▶ Work request
Please copy the part of the starch text that begins at the words "Starch is made" and stops after "and minerals, too.", word for word.

[[ Given text open ]]

Starch is made from chains of small sugars. When these chains are broken down during digestion, we get energy. We get 4 calories from each gram of starch (or sugar). We do not get calories from fiber because our bodies do not break fiber down during digestion.
Plant foods like cereals, bread, rice, pasta, potatoes, plantains and corn are good sources of starch. They give us the energy we need to do daily activities. These starchy foods give us important vitamins and minerals, too.
Because carbohydrate-rich foods are usually low in calories, they can help us keep a healthy weight. When we add fat (like butter, sour cream or gravies) at the table or when we cook , we add extra calories and may gain weight. Try using less mayonnaise, butter or margarine on breads and muffins. Use less gravy or sour cream on potatoes. When we shop we can get the carbohydrates we need without added fat by reading food labels. Compare crackers and bread products and try the ones with less fat. Use more vegetables without fatty sauces.

[[ Given text closed ]]
[[ Given information open ]]

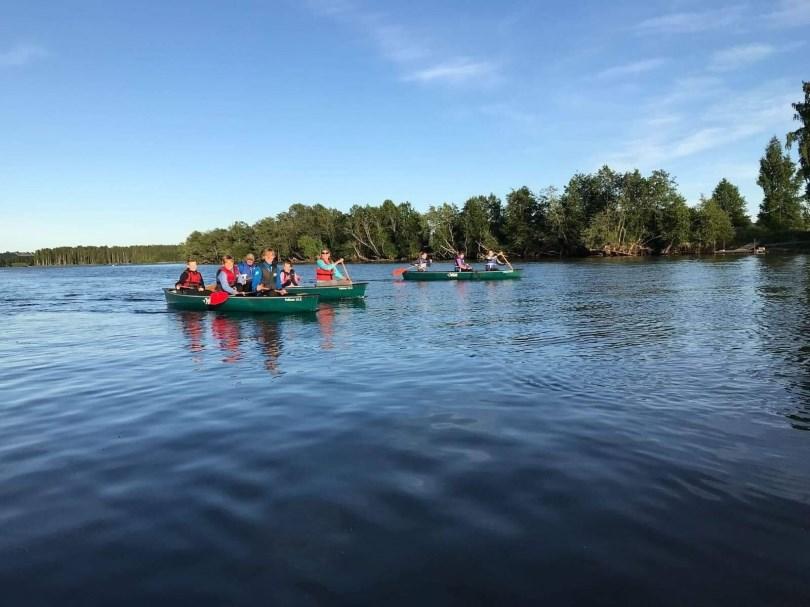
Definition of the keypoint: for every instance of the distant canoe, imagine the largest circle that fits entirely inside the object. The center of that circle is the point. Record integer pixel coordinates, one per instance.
(238, 303)
(434, 276)
(332, 292)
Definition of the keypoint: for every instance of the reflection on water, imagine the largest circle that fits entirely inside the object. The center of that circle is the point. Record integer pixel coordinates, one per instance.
(783, 325)
(601, 428)
(269, 338)
(226, 332)
(326, 319)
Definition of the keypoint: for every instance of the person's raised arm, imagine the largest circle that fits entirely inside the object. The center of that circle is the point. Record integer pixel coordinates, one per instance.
(183, 278)
(223, 282)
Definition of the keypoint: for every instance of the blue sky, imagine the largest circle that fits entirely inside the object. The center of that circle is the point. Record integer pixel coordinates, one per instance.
(138, 122)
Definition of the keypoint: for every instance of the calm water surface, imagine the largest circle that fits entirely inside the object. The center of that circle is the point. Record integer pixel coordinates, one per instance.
(628, 432)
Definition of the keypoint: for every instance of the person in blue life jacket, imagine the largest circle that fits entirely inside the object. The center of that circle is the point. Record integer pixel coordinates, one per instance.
(288, 276)
(460, 264)
(245, 269)
(326, 272)
(422, 262)
(190, 281)
(226, 277)
(492, 260)
(266, 275)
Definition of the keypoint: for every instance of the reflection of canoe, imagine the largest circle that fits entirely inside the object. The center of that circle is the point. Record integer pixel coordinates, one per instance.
(433, 275)
(332, 292)
(270, 304)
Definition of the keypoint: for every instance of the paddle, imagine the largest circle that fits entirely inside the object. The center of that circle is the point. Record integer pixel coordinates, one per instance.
(217, 298)
(346, 271)
(401, 271)
(501, 254)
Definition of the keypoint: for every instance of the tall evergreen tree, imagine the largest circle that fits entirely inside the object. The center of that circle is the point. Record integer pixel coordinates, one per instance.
(781, 207)
(728, 196)
(801, 136)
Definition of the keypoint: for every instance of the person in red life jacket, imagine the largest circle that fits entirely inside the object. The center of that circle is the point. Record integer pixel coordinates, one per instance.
(288, 276)
(227, 277)
(460, 264)
(191, 280)
(327, 272)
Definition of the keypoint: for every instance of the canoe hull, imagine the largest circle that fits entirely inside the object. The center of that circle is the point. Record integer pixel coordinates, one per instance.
(332, 292)
(258, 305)
(432, 276)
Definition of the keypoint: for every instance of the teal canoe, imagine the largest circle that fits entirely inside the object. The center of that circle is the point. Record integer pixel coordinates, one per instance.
(332, 292)
(431, 276)
(282, 304)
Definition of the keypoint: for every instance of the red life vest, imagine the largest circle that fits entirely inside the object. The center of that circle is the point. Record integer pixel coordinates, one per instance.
(289, 280)
(321, 274)
(230, 275)
(193, 280)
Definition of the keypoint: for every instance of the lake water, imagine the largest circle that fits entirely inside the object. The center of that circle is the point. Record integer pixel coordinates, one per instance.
(628, 432)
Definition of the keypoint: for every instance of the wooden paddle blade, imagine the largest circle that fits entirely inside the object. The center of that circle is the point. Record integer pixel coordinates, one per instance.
(217, 298)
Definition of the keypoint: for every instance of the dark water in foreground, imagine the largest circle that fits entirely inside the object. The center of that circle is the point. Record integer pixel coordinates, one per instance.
(627, 432)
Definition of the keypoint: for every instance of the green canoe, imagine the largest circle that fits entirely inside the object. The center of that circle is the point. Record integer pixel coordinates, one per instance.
(332, 292)
(433, 275)
(270, 304)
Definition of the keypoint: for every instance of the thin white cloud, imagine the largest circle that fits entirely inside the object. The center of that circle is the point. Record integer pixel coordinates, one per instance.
(740, 56)
(631, 69)
(790, 13)
(692, 22)
(412, 53)
(22, 54)
(728, 119)
(457, 71)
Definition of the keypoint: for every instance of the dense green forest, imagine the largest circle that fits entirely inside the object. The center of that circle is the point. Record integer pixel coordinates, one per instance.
(107, 255)
(10, 258)
(606, 212)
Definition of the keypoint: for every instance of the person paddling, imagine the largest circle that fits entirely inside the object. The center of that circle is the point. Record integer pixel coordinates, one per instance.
(327, 272)
(227, 277)
(461, 265)
(288, 276)
(266, 276)
(190, 281)
(245, 269)
(422, 262)
(492, 260)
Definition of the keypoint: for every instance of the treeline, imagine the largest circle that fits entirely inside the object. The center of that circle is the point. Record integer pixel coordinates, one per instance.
(62, 256)
(605, 212)
(13, 258)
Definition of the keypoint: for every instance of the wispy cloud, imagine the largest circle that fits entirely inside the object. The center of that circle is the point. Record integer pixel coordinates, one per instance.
(456, 71)
(413, 55)
(692, 22)
(727, 119)
(631, 69)
(740, 56)
(22, 54)
(790, 13)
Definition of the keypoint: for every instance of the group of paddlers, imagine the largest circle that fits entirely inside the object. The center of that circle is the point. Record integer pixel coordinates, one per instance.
(267, 277)
(491, 261)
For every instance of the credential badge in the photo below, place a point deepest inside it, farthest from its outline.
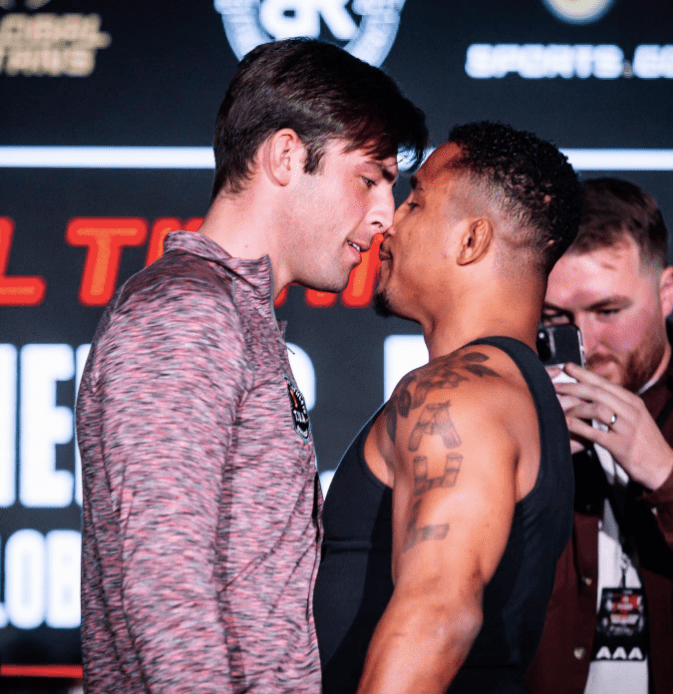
(302, 424)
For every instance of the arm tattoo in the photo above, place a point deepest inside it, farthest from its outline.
(427, 532)
(423, 483)
(446, 372)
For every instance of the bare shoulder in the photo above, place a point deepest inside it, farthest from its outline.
(481, 380)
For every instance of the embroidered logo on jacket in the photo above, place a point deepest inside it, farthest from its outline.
(300, 418)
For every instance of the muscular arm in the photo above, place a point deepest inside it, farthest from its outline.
(453, 501)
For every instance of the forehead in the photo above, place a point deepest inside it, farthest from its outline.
(435, 168)
(338, 149)
(583, 278)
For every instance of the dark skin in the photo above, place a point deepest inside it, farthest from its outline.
(458, 462)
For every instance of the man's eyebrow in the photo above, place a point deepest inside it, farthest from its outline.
(388, 174)
(617, 300)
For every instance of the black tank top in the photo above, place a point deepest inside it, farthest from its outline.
(355, 584)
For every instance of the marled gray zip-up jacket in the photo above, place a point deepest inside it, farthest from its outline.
(201, 505)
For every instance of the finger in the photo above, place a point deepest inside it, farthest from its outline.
(590, 393)
(567, 402)
(580, 429)
(589, 378)
(599, 412)
(553, 371)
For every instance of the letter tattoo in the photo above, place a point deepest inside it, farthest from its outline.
(433, 420)
(425, 533)
(423, 483)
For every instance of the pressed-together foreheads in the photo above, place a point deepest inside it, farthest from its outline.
(529, 179)
(613, 208)
(321, 92)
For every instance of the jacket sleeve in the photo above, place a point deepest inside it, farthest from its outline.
(170, 371)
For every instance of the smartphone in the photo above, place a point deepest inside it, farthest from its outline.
(559, 344)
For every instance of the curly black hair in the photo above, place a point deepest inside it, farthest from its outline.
(530, 179)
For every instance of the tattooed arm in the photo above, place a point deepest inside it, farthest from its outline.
(453, 460)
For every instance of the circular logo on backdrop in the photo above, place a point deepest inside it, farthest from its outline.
(578, 11)
(367, 29)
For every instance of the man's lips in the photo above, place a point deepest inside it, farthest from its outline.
(384, 254)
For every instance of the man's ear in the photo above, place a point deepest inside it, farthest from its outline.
(475, 241)
(283, 156)
(666, 290)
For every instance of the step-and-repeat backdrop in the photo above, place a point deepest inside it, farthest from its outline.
(106, 117)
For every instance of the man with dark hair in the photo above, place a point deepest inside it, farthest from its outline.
(201, 504)
(609, 625)
(446, 516)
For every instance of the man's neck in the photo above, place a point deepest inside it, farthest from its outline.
(660, 370)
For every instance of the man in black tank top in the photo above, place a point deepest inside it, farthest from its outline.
(447, 515)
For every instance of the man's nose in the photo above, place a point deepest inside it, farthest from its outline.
(383, 212)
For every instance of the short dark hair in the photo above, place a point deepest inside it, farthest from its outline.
(322, 93)
(531, 180)
(613, 208)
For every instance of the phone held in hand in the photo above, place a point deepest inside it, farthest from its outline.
(559, 344)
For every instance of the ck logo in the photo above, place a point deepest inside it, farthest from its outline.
(367, 30)
(300, 419)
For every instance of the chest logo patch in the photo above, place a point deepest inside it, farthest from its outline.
(300, 419)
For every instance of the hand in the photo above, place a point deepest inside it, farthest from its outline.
(632, 437)
(558, 375)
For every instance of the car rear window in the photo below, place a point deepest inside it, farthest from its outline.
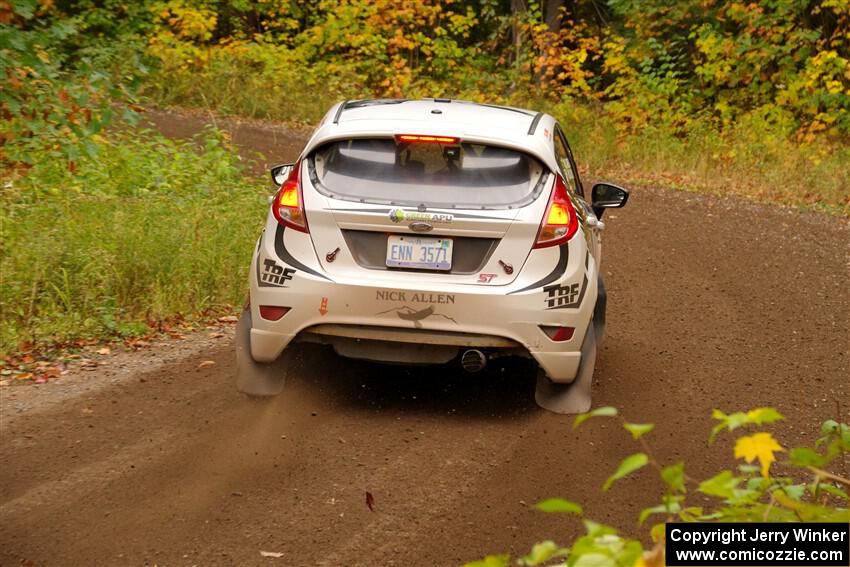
(465, 175)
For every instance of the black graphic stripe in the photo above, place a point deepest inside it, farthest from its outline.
(283, 254)
(555, 274)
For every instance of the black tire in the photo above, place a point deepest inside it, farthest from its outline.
(261, 379)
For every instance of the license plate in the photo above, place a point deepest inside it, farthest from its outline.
(419, 253)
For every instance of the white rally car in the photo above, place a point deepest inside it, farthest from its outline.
(432, 231)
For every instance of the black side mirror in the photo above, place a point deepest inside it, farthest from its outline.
(607, 196)
(281, 172)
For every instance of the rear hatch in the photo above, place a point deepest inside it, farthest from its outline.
(439, 208)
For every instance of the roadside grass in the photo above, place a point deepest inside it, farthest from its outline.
(756, 158)
(150, 230)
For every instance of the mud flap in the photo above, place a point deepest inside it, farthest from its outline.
(573, 397)
(252, 377)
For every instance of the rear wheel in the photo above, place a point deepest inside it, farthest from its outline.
(575, 396)
(252, 377)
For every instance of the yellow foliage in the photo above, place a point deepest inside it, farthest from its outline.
(759, 446)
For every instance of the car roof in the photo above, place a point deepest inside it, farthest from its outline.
(525, 130)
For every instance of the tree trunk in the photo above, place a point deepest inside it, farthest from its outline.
(553, 15)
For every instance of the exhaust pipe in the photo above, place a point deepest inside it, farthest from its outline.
(473, 360)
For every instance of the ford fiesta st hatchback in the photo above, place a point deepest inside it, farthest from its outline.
(428, 232)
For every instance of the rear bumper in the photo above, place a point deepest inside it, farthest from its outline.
(466, 316)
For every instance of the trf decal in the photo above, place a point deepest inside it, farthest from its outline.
(564, 296)
(275, 275)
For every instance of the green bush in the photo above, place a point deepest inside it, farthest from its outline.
(804, 490)
(150, 229)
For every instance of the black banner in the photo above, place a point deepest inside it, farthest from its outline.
(758, 544)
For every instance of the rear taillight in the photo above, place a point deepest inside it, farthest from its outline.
(560, 222)
(558, 334)
(288, 204)
(273, 312)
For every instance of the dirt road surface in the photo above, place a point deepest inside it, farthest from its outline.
(713, 303)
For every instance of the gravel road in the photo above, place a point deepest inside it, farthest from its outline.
(151, 460)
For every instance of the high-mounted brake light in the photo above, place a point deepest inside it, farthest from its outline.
(560, 222)
(288, 204)
(435, 139)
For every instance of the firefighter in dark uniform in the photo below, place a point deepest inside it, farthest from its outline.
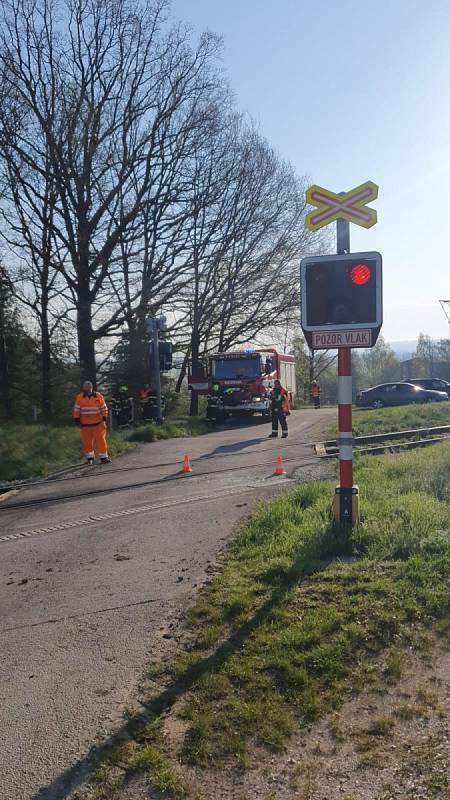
(279, 407)
(315, 394)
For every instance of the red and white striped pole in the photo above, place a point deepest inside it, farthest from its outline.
(345, 439)
(346, 504)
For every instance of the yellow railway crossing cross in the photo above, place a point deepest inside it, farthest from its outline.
(351, 206)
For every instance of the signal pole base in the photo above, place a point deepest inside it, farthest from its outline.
(346, 505)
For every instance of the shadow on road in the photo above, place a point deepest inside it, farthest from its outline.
(73, 777)
(236, 447)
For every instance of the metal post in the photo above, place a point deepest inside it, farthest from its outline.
(156, 373)
(346, 505)
(445, 304)
(342, 236)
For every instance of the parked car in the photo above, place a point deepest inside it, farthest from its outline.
(397, 394)
(437, 384)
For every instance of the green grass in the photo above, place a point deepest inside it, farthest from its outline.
(28, 450)
(304, 614)
(296, 628)
(176, 428)
(384, 420)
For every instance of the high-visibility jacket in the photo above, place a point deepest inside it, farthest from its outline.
(90, 409)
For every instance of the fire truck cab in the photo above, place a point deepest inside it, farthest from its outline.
(240, 383)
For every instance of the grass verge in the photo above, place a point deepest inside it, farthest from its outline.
(28, 450)
(384, 420)
(303, 613)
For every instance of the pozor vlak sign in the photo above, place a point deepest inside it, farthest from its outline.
(341, 300)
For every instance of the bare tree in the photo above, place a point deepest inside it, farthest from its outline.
(106, 98)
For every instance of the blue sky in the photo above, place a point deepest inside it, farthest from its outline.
(350, 91)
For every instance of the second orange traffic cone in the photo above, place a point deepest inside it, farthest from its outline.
(280, 469)
(186, 468)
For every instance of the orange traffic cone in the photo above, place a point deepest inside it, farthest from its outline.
(280, 469)
(186, 468)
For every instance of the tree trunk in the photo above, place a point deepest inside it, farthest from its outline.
(182, 375)
(86, 343)
(4, 371)
(46, 363)
(195, 353)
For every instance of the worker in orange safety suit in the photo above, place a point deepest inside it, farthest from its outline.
(90, 412)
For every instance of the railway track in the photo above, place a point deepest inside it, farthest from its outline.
(369, 444)
(391, 441)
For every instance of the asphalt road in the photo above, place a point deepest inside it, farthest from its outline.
(95, 568)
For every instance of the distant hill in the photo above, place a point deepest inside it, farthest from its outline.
(404, 350)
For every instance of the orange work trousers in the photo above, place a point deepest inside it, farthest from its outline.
(91, 434)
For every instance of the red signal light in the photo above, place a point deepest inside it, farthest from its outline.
(360, 274)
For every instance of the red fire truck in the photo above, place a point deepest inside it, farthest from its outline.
(240, 383)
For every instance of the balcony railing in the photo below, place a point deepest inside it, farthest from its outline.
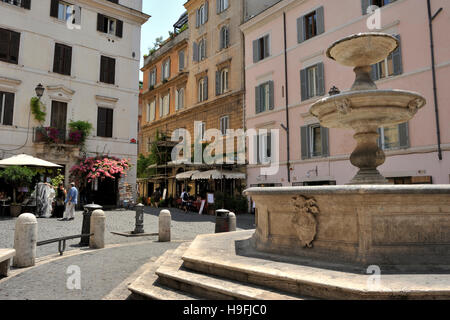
(51, 135)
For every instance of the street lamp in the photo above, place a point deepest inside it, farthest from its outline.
(39, 90)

[[ Given information closed ]]

▶ Task output
Starch is made from chains of small sugars. When these chains are broken down during digestion, we get energy. We get 4 calories from each gram of starch (or sugar). We do not get calories from fiber because our bodies do not break fiber down during digestion.
Plant foods like cereals, bread, rice, pasta, potatoes, plantains and corn are good sources of starch. They give us the energy we need to do daily activities. These starchy foods give us important vitamins and minerals, too.